== Excerpted passage

Hey, there! I am a former long-time Buena Parker now retired in Florida. Before leaving Chicago, I spent a couple years writing a book on Buena Park’s history – may still finish it some day, but thought I might post some stories from my research here; please give me feedback, if you want more or do not find it of interest.
Here’s something I posted on another website recently regarding Buena Park architect and resident William LeBaron Jenney, who lived from 1891-1904 at 700 W. Bittersweet.
Wm. LeBaron Jenney’s house was originally at the eastern end of Bittersweet on the Lake Michigan shoreline (before landfill during 1925-35 extended Bittersweet eastward and created Waveland Golf Course (Marovitz) and Montrose Harbor, and the parklands around them.
Jenney moved into this house in 1891 and left Buena Park and Chicago in 1904 (died in CA in 1907). An owner of this house after Jenney (who moved to Pasadena, CA, where his wife and he died) was a notable developer.
Albert Fuchs, Sr. Fuchs built the old Netherlands Apartment building at 4801 N. Kenmore that was torn down later to erect the Lawrence House there. Fuchs began as Chicago’s elite florist with his nursery and earlier home where the Chateau Hotel now stands on Halsted. Fuchs made a splash with plants and flowers at the 1893 Columbian Exposition.
With his profits, Fuchs developed the Chateau and paid for building the American Eagle building (which became a Studebaker showroom), the now razed Chateau Theatre, Sher-Lake Apartments at 839 W. Sheridan, and several buildings around his nursery on Halsted between Grace and Sheridan before buying Jenney’s house in 1921.
Shortly after he bought Jenney’s house, he split it into 2 12-room residences: one for him and one for his son. The Fuchs family was very “lively” – Fuch’s second wife Fanny Richter Fuchs was an opera diva who sang with the L.A. Philharmonic (in 1927) before she died of cancer. Fuchs turned his Chicago assets over to his son to manage and built a mansion on the Ocean in Santa Monica, CA (long gone).
In 1923, Fuchs announced plans to develop apartments on the Jenney homesite and later on landfill farther east on Bittersweet, but those plans took until 1952 to evolve: zoning battles, Fuchs’ death in the 1930s, and general economic decline in Buena Park. By the way Wm. Bryce Mundie, Jenney’s protege and partner (Mundie married a niece of Jenney’s) lived in a now razed house at 733 W. Gordon Terrace. Two Mundie/Jenney homes still stand in Buena Park at 737 and 741 W. Gordon Terrace. Happy to share more info with anyone interested!

====

• Exercise set:
1. According to the Buena Park post, in what year did Albert Fuchs buy Jenney's house?
2. Reproduce the Buena Park post word for word, beginning at the words "Albert Fuchs, Sr." and stopping after "1893 Columbian Exposition.".
3. For each statement, say whether it agrees with the Buena Park post, and quote the words that decide it.
(a) Jenney lived at 700 W. Bittersweet from 1891 to 1904.
(b) Fuchs's apartment plans for the Jenney homesite were carried out within a few years of their 1923 announcement.
(c) Mundie's house at 733 W. Gordon Terrace still stands.

== The data

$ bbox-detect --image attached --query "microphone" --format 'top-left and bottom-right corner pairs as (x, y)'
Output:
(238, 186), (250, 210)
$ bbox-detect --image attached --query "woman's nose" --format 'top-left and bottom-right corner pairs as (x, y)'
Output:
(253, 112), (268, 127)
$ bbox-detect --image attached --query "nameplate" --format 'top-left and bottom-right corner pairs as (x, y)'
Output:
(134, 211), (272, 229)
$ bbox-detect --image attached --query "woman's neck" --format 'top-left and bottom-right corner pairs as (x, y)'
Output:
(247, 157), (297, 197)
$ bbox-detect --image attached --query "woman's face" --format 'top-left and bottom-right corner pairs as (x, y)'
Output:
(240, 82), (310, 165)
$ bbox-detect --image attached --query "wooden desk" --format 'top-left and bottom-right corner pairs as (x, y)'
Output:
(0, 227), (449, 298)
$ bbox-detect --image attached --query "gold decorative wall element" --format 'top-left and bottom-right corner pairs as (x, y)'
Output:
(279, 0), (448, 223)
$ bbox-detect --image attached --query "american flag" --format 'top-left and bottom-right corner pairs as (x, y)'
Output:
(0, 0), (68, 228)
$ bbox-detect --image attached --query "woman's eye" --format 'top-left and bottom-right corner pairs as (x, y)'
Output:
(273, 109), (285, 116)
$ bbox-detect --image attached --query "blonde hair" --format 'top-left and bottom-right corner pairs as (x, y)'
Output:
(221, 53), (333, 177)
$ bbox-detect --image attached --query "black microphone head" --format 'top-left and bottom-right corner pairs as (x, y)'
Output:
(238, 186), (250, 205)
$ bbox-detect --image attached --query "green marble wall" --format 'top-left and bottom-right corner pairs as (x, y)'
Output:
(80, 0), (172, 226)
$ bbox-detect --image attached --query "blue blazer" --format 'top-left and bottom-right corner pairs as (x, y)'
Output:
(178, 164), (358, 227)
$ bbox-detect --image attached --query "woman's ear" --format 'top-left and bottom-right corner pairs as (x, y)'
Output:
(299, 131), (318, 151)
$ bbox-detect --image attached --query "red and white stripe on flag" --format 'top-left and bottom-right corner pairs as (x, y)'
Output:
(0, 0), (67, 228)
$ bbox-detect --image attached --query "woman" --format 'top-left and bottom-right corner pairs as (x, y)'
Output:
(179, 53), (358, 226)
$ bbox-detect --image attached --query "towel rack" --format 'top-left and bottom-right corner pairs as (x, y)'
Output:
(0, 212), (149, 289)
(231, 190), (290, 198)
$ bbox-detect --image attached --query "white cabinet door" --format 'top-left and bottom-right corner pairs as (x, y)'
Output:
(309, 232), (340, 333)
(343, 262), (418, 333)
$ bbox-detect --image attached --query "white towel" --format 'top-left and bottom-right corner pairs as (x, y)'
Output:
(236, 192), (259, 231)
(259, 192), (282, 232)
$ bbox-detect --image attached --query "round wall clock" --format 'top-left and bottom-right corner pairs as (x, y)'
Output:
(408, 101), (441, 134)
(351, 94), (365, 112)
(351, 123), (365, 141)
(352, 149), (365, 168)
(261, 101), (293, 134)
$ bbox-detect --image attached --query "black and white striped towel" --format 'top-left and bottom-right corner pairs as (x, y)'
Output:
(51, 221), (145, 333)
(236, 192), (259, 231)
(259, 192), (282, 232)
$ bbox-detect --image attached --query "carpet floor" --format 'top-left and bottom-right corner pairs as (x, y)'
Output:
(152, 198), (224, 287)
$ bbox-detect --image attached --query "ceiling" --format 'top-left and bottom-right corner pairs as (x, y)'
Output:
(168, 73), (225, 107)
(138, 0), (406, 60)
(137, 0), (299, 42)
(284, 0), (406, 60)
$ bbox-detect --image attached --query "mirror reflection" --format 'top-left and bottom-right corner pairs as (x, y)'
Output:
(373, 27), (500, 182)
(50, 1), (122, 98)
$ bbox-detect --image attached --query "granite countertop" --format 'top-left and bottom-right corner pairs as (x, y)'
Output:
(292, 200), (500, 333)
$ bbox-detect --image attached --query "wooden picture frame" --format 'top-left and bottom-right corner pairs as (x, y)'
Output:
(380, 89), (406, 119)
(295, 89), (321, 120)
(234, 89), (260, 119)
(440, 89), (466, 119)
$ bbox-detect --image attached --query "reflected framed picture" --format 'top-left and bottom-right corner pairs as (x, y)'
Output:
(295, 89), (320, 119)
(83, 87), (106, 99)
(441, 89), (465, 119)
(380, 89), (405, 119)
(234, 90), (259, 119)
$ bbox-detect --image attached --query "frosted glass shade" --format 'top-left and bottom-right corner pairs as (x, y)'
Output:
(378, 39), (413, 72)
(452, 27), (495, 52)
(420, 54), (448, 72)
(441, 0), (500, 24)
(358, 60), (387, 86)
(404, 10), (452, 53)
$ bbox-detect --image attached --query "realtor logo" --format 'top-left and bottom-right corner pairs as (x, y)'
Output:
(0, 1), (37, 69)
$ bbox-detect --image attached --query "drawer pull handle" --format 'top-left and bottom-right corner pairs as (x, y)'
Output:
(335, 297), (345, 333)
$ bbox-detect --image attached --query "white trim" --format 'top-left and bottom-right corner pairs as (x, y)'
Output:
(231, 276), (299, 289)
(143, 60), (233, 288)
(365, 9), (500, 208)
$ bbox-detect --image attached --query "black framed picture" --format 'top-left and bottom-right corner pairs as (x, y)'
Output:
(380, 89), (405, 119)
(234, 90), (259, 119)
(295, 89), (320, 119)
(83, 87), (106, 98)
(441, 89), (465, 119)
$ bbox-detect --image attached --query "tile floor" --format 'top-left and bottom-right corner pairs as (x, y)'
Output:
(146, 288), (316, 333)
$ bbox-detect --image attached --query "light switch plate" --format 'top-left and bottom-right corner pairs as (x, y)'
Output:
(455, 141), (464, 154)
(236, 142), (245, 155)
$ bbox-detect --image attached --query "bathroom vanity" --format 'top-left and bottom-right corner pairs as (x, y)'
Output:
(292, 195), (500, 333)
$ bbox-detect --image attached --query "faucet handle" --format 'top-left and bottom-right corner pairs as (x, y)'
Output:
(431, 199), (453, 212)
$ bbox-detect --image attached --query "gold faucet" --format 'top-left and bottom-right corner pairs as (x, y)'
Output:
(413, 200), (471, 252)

====

• Answers for each item:
1. 1921

2.
Albert Fuchs, Sr. Fuchs built the old Netherlands Apartment building at 4801 N. Kenmore that was torn down later to erect the Lawrence House there. Fuchs began as Chicago’s elite florist with his nursery and earlier home where the Chateau Hotel now stands on Halsted. Fuchs made a splash with plants and flowers at the 1893 Columbian Exposition.

3.
(a) Yes: "who lived from 1891-1904 at 700 W. Bittersweet."
(b) No: "but those plans took until 1952 to evolve"
(c) No: "lived in a now razed house at 733 W. Gordon Terrace"